Lo desgloso del grupo, porque así se vio en aquellos días: aislado y taciturno, abrumado, sin duda, por las noticias que nos causaban indignación y nos llevaban a discusiones políticas a las que no se incorporaba. Día a día nos enterábamos de cómo aumentaba la cifra de palestinos muertos y de que muchas de las víctimas eran niños inocentes. Y yo pensaba en la tragedia del poeta hebreo, que migró a Israel a los siete años con su familia, que vio morir a su hermana en la guerra, que sin duda carga en su alma un dolor antiguo, el de tantos judíos que perdieron a sus antepasados en campos de exterminio, y que hoy tiene que cargar, además, con la vergüenza de ver que su gobierno reacciona frente a Hamás con una desmesura que sólo puede nacer de la insensibilidad, la prepotencia y el menosprecio del pueblo al que fustiga.
No justifico el terrorismo de Hamás ni sus túneles ni sus misiles, pero puedo entender que en una región sometida a ocupación y al más infame de los bloqueos, aparezcan facciones llenas de fanatismo y dispuestas a todo. Y es que los crímenes de guerra de Israel, denunciados por la ONU, y entre los que se cuentan las 27.000 casas de familias palestinas derrumbadas durante los años de conflicto, aduciendo que eran de parientes de terroristas, no son de ahora. A eso se suman, en estos días, los ataques a escuelas, hospitales y estaciones de agua y electricidad básicos para la vida, y los casi dos mil muertos, la mayoría civiles inocentes. El horror causado por el bloqueo lo acaba de testimoniar Vargas Llosa en reciente artículo en el diario La Nación: “Yo lo he visto con mis propios ojos. Y me he sentido asqueado y sublevado por la miseria atroz, indescriptible, en que languidecen, sin trabajo, sin futuro, sin espacio vital, en las cuevas estrechas e inmundas de los campos de refugiados o en esas ciudades atestadas y cubiertas por las basuras, donde se pasean las ratas a la vista y paciencia de los transeúntes, esas familias palestinas condenadas sólo a vegetar, a esperar que la muerte venga a poner fin a esa existencia sin esperanza, de absoluta inhumanidad, que es la suya”.

◆ **Datos proporcionados**
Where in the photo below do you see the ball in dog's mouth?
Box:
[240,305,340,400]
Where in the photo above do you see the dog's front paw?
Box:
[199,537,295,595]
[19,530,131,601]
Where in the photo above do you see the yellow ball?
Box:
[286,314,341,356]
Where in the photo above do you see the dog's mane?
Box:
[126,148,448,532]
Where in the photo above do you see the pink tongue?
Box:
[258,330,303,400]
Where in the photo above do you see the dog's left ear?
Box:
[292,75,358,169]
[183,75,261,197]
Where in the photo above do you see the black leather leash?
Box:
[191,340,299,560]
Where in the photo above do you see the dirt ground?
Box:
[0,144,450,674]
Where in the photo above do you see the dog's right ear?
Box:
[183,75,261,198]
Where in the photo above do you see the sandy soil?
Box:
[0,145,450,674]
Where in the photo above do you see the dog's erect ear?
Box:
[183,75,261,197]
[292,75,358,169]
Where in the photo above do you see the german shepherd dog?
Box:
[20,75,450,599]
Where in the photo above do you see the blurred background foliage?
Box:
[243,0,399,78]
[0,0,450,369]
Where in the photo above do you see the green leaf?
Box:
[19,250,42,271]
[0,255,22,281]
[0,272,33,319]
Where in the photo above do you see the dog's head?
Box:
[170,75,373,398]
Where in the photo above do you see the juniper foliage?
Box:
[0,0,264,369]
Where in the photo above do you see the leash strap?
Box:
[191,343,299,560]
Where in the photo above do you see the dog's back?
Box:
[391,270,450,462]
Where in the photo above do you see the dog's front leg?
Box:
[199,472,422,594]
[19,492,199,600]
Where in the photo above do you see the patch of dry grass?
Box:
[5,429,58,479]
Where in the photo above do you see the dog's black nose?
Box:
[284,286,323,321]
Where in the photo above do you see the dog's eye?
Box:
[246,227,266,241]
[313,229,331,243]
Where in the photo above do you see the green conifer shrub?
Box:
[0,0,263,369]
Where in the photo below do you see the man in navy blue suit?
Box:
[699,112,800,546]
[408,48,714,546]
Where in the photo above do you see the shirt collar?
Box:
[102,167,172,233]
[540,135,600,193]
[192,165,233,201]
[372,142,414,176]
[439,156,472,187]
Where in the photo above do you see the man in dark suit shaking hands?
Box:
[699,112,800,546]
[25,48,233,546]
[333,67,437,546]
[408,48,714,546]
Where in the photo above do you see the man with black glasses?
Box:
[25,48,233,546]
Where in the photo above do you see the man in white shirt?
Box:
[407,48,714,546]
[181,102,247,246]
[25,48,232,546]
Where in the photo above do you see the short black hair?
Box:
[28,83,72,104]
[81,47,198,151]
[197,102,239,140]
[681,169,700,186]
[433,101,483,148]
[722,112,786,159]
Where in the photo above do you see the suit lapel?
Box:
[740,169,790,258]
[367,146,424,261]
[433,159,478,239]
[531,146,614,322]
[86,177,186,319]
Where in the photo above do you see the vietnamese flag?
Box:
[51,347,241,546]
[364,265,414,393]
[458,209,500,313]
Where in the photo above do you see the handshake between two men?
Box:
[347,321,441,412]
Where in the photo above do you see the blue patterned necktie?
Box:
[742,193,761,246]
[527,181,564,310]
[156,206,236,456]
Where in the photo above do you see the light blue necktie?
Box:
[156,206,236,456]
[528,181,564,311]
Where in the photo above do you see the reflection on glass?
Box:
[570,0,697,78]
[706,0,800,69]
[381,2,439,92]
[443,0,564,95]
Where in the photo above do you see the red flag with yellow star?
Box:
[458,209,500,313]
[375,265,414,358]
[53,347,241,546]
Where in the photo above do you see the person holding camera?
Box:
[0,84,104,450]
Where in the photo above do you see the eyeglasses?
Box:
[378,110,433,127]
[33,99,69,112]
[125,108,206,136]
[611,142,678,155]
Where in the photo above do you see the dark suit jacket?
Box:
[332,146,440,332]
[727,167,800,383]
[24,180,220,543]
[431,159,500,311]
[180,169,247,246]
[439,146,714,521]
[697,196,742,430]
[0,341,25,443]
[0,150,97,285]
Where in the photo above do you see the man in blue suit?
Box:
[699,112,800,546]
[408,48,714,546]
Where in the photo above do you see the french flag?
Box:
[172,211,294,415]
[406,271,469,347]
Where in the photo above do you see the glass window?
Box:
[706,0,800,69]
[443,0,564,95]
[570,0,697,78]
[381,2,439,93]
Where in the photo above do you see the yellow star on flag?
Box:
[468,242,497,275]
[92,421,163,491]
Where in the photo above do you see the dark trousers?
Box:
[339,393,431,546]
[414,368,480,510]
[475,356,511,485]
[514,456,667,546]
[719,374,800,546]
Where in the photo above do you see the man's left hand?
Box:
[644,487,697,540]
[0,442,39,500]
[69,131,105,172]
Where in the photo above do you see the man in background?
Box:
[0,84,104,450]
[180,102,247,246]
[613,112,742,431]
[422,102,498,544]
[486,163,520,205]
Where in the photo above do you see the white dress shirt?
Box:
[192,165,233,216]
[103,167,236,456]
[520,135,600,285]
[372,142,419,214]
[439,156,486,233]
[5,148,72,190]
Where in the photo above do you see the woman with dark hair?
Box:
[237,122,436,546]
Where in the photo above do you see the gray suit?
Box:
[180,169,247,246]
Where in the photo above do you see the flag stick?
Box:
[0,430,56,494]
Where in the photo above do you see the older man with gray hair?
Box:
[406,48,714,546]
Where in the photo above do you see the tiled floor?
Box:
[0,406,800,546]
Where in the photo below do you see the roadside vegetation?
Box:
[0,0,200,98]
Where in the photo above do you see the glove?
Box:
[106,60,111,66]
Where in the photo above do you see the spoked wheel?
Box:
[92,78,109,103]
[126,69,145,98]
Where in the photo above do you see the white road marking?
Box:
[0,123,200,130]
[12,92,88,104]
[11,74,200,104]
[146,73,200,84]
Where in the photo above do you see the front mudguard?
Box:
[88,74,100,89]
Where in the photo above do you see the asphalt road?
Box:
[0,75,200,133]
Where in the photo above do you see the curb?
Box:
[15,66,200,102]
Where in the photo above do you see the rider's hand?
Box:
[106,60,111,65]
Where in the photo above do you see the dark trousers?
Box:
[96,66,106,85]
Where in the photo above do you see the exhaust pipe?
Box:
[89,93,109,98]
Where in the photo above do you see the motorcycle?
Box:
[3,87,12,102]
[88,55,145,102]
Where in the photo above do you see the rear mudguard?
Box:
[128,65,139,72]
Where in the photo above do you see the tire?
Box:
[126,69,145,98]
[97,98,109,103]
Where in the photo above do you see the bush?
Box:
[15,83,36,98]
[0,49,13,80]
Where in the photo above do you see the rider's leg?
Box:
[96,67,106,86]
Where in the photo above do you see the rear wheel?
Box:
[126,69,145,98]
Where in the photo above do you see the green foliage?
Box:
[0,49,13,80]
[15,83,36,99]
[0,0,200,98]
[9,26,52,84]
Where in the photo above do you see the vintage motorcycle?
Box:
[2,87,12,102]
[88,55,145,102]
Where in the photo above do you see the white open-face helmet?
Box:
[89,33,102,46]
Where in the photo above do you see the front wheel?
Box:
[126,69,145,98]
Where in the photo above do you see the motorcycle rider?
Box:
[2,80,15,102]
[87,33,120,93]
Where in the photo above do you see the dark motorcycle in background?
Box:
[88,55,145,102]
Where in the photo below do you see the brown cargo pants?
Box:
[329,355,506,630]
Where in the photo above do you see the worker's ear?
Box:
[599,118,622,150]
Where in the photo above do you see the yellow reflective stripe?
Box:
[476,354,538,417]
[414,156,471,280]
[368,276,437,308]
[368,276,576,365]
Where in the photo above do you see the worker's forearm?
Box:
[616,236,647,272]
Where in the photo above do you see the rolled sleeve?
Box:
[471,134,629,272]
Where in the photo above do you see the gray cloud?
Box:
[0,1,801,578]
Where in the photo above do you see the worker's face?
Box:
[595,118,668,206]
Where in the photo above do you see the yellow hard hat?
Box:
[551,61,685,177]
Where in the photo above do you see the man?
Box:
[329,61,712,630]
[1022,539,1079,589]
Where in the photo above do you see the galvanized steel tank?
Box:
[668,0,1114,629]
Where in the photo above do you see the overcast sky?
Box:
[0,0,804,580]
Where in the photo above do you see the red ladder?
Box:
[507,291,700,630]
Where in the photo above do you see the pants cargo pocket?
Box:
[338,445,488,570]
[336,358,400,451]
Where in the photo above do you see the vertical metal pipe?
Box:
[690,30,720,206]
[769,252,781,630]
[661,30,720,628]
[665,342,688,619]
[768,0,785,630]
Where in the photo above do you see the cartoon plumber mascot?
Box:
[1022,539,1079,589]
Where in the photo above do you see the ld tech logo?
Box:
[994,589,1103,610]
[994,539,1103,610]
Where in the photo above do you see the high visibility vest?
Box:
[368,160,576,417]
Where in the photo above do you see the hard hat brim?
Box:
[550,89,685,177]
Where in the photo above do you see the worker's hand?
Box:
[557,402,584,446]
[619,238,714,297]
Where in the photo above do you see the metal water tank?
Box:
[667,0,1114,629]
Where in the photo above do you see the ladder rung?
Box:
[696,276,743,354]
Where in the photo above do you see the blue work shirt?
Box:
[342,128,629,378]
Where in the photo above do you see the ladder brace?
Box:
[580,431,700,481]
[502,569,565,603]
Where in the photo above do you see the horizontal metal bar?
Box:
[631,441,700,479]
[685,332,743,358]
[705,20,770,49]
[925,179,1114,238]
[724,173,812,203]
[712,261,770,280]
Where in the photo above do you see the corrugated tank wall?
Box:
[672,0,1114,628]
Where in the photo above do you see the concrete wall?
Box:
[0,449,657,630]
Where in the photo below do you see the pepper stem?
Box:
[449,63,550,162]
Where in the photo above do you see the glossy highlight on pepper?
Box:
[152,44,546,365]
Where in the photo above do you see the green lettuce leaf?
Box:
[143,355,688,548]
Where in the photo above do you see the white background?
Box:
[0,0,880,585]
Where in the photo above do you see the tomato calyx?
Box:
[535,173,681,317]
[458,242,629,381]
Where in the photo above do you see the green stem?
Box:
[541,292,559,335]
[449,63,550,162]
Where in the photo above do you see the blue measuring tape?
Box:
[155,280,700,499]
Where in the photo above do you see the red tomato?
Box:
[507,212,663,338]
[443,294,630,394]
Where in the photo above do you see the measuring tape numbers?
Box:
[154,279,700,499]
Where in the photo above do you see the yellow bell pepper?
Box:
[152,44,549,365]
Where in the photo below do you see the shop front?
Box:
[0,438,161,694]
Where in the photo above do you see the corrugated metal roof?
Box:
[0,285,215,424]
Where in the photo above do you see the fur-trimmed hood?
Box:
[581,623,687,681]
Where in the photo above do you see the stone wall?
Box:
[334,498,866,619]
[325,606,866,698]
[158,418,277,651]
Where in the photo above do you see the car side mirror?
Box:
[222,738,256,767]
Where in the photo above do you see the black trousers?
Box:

◆ **Consigna**
Transcribe literalmente el fragmento del texto sobre la guerra en Gaza que va desde "Lo desgloso del" hasta "al que fustiga.".

◆ **Respuesta**
Lo desgloso del grupo, porque así se vio en aquellos días: aislado y taciturno, abrumado, sin duda, por las noticias que nos causaban indignación y nos llevaban a discusiones políticas a las que no se incorporaba. Día a día nos enterábamos de cómo aumentaba la cifra de palestinos muertos y de que muchas de las víctimas eran niños inocentes. Y yo pensaba en la tragedia del poeta hebreo, que migró a Israel a los siete años con su familia, que vio morir a su hermana en la guerra, que sin duda carga en su alma un dolor antiguo, el de tantos judíos que perdieron a sus antepasados en campos de exterminio, y que hoy tiene que cargar, además, con la vergüenza de ver que su gobierno reacciona frente a Hamás con una desmesura que sólo puede nacer de la insensibilidad, la prepotencia y el menosprecio del pueblo al que fustiga.